● Exercise text
• • • • • • •

In a film a while back, there was a line that became famous – “Life was like a box of chocolates. You never know what you’re gonna get.” Years later, Apple introduced a music device with the slogan “Life is random,” which referred to the music player that “shuffled” things around for you, randomly (so you never knew what you were going to get), although some speculated that it could have been a metaphor for Steve Jobs’ cancer diagnosis.
Fortunately I’m in good form, perhaps thanks to those antioxidants in all the chocolate that I seem to find myself surrounded by. But as much as we try, we never know what’s going to happen or how things are going to turn out. That’s particularly true when someone uproots and moves somewhere else. You’re not just moving out of your city or town, you’re moving out of your culture into unfamiliar territory – a new unknown.
When I first arrived in Paris, I’d bring people I barely knew treats to share; some chocolates, a couple of pieces of cakes, a tin of cookies, or other recipes that I was working on. From the astonished looks I got, I quickly learned that locals don’t bring edible gifts to shopkeepers and market vendors. However no one seemed to mind. (Although it doesn’t seem to be a trend that’s caught on…) It’s been over a decade since I arrived in Paris and each day is — well — like a box of chocolates. And it’s always amazing. Not always amazing in a “wow – that was great!” kind of way, but not always “amazing” in a bad way either. It’s just that each day is different, and like life in any city, it comes with challenges, an occasional defeat, a number of victories, and (fortunately) some lasting rewards.
Many of us who live in Paris often get emails from people wanting to move here, just like I did eleven years ago when I arrived on a whim. (Although as anyone who gets up and moves around the world knows, it’s not like it just happens. It takes a lot of planning and work.) Like me, most don’t have a clue as to what awaits them. I wasn’t quite prepared for what would happen to me in subsequent years and there were lots of hurdles to overcome. Yet I set up home, snagged a terrific partner (score!), learned the language (yet those French verbs continue to challenge me…), and managed to become, in my own way, a small part of the great city of Paris.

• • • • • • •

Dataset entries
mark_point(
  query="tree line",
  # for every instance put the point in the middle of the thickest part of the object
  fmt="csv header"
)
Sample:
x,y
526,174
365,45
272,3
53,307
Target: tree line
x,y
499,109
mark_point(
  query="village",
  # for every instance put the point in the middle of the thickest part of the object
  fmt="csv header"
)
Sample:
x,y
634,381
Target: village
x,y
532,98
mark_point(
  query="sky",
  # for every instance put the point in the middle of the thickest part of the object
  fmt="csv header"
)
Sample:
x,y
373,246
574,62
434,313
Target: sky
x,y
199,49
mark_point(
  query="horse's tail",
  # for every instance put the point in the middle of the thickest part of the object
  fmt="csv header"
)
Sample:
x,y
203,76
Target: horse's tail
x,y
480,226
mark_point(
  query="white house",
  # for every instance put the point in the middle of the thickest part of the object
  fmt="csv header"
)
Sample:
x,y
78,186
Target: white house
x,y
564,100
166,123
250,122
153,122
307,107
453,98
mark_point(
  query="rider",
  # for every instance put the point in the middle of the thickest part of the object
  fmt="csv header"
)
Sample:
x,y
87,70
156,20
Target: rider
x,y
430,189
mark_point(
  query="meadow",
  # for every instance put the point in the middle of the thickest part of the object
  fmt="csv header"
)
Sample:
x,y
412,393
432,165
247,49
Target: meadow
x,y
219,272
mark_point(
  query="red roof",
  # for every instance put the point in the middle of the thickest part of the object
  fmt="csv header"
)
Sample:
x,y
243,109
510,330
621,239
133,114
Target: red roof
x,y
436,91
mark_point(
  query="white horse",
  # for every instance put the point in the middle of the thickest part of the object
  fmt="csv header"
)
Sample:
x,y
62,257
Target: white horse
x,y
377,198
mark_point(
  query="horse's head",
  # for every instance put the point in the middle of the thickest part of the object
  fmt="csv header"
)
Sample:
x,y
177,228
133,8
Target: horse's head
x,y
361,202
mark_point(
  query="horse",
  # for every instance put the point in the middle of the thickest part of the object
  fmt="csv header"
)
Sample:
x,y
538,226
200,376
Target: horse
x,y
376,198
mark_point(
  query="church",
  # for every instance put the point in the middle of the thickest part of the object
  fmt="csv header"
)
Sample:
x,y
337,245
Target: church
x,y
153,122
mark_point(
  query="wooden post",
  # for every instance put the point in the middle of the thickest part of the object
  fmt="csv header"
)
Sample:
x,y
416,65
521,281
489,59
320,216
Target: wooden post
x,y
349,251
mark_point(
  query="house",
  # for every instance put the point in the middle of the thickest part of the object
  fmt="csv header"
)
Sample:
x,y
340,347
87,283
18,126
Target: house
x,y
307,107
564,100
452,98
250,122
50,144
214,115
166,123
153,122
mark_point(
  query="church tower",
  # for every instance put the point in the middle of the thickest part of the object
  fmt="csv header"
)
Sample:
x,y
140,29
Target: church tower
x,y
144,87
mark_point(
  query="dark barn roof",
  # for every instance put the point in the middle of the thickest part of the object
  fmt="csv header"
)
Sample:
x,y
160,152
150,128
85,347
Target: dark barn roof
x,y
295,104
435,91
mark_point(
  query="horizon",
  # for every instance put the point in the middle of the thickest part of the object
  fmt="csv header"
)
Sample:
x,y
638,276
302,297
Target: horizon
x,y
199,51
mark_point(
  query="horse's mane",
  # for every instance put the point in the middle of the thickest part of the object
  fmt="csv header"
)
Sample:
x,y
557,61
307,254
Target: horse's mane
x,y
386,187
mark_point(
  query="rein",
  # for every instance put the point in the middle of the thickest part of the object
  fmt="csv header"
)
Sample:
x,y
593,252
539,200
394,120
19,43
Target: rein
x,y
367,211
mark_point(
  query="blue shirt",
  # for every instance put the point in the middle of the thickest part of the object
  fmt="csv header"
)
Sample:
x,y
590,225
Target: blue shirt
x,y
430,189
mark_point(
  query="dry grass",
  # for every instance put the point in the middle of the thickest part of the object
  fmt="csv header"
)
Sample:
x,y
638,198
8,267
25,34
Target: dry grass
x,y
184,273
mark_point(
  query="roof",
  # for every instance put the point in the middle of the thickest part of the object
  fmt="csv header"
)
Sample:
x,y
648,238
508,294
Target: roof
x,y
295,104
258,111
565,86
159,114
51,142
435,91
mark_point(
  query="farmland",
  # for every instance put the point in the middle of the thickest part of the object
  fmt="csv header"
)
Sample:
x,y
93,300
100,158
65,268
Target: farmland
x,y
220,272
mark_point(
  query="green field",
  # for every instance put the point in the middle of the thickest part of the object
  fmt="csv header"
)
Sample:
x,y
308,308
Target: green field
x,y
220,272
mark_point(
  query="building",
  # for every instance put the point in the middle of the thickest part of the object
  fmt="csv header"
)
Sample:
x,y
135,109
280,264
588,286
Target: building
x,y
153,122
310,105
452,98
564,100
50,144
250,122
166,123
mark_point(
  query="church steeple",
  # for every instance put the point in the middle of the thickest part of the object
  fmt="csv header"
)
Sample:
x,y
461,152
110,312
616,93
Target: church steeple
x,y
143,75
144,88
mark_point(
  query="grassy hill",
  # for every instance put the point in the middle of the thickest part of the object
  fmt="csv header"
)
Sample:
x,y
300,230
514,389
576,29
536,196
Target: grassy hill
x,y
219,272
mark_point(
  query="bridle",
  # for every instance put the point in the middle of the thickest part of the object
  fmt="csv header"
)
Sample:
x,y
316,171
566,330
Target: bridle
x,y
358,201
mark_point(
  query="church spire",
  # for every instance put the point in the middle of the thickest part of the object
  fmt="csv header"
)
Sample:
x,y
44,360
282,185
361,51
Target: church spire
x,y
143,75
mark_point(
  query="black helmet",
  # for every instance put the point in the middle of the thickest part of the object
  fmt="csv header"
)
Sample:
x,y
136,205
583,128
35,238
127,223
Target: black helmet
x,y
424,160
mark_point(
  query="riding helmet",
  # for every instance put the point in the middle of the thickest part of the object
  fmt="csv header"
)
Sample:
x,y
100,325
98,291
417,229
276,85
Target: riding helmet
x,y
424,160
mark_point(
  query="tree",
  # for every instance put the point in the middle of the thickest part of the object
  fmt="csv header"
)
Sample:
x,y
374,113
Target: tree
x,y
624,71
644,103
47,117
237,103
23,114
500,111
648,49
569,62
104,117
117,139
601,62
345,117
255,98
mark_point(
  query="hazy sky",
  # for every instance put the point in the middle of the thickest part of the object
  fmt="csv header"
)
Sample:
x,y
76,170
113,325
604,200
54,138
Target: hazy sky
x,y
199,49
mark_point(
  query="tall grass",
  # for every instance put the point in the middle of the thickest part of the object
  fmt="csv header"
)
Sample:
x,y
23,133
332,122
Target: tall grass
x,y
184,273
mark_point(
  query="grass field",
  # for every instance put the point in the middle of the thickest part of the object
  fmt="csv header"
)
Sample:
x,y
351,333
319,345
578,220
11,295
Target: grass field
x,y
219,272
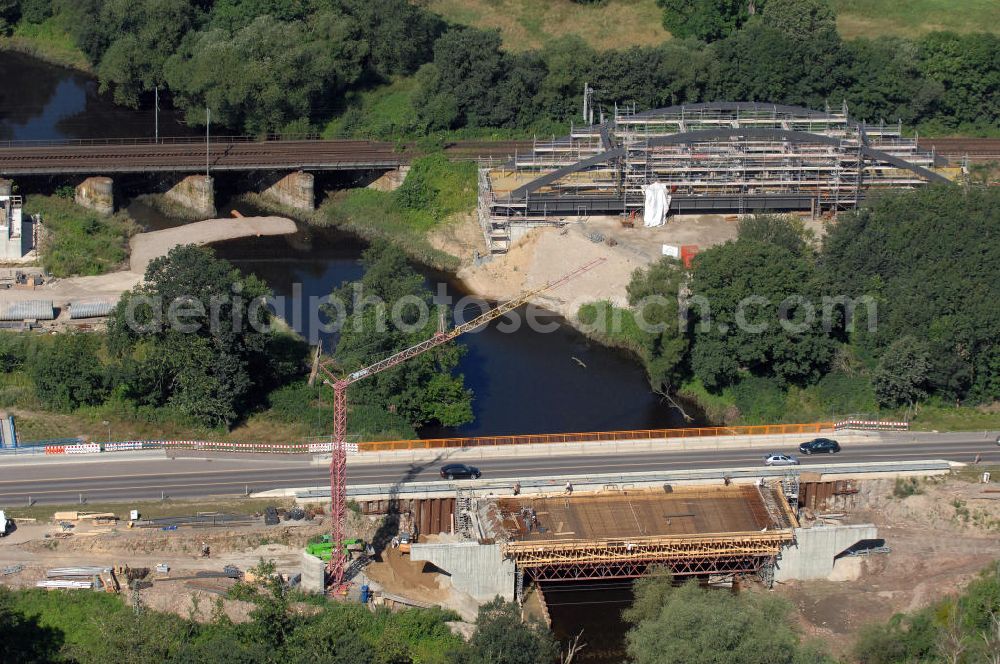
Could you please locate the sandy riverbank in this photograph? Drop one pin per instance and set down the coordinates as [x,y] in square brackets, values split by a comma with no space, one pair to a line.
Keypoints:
[545,254]
[146,247]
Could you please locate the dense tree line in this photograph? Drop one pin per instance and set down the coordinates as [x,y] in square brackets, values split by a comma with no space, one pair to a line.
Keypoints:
[197,342]
[961,628]
[388,310]
[283,65]
[897,304]
[87,628]
[690,624]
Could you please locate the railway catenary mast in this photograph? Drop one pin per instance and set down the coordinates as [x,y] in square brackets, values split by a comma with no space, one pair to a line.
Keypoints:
[338,457]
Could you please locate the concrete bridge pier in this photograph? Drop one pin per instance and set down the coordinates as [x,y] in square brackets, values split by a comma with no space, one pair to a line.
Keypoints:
[390,180]
[97,194]
[196,193]
[295,190]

• • • • • • •

● Exercise tasks
(a) In the essay on moving to Paris, what slogan did Apple use for its music device?
(b) Reproduce the part of the essay on moving to Paris starting at "In a film a" and ending at "a new unknown.".
None of the rows is needed here.

● Solutions to the exercise
(a) "Life is random."

(b)
In a film a while back, there was a line that became famous – “Life was like a box of chocolates. You never know what you’re gonna get.” Years later, Apple introduced a music device with the slogan “Life is random,” which referred to the music player that “shuffled” things around for you, randomly (so you never knew what you were going to get), although some speculated that it could have been a metaphor for Steve Jobs’ cancer diagnosis.
Fortunately I’m in good form, perhaps thanks to those antioxidants in all the chocolate that I seem to find myself surrounded by. But as much as we try, we never know what’s going to happen or how things are going to turn out. That’s particularly true when someone uproots and moves somewhere else. You’re not just moving out of your city or town, you’re moving out of your culture into unfamiliar territory – a new unknown.